(What to produce) From the data below, copy out every line in which the word "bottle" occurs.

(Saved data entries)
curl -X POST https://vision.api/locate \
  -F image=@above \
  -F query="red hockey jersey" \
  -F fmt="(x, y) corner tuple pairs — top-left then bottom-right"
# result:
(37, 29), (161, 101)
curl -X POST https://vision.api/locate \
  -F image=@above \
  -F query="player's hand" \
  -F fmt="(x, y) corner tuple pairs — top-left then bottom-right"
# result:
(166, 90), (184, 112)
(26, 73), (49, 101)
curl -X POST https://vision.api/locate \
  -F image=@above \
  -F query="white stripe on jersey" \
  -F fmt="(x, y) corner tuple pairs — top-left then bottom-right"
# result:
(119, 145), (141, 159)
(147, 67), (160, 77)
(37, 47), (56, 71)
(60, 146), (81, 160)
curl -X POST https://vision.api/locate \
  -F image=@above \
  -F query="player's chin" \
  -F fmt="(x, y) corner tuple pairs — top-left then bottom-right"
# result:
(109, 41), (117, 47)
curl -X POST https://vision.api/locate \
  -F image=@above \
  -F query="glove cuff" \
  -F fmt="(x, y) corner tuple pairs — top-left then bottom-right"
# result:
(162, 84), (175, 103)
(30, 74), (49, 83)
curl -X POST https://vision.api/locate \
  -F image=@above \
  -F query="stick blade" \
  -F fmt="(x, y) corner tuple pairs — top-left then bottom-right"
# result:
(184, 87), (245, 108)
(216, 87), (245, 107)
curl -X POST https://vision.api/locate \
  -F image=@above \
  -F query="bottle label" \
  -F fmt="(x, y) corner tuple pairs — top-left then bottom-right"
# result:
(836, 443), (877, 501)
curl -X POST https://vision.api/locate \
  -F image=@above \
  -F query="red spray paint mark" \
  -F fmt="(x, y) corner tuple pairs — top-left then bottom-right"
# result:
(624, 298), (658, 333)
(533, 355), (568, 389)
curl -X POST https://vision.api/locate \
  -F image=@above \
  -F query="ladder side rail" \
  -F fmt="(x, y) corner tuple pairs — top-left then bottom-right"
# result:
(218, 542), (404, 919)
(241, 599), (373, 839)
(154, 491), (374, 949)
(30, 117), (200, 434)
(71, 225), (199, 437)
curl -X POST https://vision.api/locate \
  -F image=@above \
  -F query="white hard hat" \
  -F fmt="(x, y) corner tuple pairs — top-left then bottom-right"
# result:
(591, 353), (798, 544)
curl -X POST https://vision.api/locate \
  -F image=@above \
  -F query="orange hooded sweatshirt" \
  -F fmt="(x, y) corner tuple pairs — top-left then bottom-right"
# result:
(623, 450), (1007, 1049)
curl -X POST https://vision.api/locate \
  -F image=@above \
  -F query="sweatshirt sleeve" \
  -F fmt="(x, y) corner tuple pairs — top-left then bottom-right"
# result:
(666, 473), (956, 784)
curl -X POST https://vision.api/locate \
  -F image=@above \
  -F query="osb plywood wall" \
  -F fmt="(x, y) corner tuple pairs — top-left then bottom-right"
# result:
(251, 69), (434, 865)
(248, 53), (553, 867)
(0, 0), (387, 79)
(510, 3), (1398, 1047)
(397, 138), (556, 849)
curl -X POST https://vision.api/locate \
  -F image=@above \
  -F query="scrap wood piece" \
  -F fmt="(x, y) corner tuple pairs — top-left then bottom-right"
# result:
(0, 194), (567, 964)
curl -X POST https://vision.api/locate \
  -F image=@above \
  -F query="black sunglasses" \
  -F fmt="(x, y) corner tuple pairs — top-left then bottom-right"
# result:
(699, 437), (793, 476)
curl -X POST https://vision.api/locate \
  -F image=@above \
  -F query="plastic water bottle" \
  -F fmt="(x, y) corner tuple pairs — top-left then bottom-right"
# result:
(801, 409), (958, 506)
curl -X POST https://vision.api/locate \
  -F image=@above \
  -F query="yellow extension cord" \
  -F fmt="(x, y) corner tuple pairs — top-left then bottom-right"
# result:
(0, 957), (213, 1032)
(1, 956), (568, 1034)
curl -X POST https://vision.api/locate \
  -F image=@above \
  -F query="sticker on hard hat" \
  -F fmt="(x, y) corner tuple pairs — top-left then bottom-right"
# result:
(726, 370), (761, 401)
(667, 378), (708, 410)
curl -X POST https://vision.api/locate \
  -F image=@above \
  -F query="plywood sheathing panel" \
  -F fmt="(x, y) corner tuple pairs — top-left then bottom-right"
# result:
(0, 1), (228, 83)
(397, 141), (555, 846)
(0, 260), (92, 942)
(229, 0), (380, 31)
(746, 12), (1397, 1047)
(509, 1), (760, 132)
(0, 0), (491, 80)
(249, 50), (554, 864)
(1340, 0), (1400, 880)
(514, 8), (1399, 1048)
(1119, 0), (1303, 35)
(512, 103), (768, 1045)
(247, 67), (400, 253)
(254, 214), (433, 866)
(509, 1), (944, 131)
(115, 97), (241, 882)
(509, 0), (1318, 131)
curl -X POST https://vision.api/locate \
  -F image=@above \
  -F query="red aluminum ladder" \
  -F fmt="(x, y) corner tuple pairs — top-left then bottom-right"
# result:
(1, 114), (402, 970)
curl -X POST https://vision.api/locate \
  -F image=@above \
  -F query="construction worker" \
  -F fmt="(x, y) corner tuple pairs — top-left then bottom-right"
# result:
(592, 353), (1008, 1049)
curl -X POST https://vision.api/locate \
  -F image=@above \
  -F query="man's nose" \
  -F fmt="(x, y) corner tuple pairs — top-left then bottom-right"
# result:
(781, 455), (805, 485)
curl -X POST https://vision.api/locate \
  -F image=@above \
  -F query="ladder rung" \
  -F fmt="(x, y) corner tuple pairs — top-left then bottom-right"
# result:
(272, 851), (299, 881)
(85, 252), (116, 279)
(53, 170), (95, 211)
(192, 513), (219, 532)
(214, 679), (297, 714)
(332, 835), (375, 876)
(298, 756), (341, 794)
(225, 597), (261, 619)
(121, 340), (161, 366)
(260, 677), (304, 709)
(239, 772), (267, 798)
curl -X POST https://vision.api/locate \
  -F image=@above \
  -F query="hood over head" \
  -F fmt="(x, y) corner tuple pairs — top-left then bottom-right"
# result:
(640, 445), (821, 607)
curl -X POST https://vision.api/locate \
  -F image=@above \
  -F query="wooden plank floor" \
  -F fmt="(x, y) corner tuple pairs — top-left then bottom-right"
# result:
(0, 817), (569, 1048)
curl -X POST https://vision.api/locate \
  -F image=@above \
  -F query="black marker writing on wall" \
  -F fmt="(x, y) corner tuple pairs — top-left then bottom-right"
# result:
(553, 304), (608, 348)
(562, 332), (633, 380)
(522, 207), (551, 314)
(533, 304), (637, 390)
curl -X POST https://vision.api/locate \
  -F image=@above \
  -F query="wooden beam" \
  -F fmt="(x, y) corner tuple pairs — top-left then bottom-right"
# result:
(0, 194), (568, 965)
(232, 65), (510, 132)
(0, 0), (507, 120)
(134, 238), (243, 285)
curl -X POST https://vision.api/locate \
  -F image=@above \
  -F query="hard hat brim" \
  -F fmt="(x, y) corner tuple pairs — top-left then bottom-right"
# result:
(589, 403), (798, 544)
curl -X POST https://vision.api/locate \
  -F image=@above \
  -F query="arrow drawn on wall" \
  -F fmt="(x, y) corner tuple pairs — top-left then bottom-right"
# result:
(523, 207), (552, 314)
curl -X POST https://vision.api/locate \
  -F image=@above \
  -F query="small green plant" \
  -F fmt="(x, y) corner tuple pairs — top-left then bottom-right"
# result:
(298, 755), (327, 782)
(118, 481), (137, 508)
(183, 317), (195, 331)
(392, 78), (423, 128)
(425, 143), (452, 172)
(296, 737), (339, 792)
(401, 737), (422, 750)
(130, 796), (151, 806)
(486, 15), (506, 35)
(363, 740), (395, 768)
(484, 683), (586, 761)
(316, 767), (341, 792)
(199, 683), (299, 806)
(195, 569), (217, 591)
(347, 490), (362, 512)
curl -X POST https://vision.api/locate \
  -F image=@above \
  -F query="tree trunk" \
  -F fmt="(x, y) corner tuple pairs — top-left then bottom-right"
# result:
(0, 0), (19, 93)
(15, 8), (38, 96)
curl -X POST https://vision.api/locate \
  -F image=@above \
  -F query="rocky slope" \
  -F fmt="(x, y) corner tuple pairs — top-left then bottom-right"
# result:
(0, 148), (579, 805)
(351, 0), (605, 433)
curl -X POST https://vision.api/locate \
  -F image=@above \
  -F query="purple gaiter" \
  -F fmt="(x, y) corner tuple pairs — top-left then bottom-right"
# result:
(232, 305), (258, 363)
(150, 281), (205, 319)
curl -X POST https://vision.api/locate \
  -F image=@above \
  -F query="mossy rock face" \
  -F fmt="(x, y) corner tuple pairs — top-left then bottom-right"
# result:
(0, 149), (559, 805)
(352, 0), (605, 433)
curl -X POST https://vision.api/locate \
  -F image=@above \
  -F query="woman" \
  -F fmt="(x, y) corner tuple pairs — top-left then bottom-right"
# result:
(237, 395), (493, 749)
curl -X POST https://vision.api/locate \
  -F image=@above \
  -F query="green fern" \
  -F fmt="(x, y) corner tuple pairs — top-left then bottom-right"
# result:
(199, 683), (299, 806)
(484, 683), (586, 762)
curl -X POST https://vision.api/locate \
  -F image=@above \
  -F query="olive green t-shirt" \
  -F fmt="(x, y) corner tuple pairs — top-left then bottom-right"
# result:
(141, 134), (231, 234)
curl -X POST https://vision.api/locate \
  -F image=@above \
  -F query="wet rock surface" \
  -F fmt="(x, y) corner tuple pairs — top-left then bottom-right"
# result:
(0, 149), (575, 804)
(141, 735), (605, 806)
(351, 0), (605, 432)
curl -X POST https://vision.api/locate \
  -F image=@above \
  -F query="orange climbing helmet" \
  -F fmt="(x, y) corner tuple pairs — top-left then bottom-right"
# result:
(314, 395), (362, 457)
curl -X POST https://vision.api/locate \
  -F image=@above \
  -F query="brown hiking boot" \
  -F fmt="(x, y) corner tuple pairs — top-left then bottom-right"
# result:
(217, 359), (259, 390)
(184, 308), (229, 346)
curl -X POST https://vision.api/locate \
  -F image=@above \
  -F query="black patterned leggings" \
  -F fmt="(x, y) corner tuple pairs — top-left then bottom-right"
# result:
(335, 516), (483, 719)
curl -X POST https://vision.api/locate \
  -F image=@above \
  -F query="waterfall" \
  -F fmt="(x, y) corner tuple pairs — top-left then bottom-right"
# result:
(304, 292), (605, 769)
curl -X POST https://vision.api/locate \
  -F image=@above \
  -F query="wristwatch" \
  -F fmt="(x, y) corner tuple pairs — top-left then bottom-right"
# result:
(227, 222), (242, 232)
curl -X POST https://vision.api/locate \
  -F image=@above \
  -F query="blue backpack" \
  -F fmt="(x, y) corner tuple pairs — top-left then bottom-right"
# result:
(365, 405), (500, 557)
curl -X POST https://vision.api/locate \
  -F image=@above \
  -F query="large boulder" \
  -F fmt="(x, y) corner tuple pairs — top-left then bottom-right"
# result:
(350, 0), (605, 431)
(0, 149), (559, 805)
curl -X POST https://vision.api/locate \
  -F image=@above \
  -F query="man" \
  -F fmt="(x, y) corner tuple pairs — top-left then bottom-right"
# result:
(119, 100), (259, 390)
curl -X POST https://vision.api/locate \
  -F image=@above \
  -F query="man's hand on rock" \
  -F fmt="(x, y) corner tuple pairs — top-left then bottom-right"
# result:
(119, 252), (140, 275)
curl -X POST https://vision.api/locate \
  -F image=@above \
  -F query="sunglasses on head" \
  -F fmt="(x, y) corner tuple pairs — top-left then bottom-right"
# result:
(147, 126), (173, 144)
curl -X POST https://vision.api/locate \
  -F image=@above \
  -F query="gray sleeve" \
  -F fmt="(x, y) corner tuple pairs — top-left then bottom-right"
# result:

(Exercise answer)
  -F query="bottle label" \
  -F query="plastic water bottle" \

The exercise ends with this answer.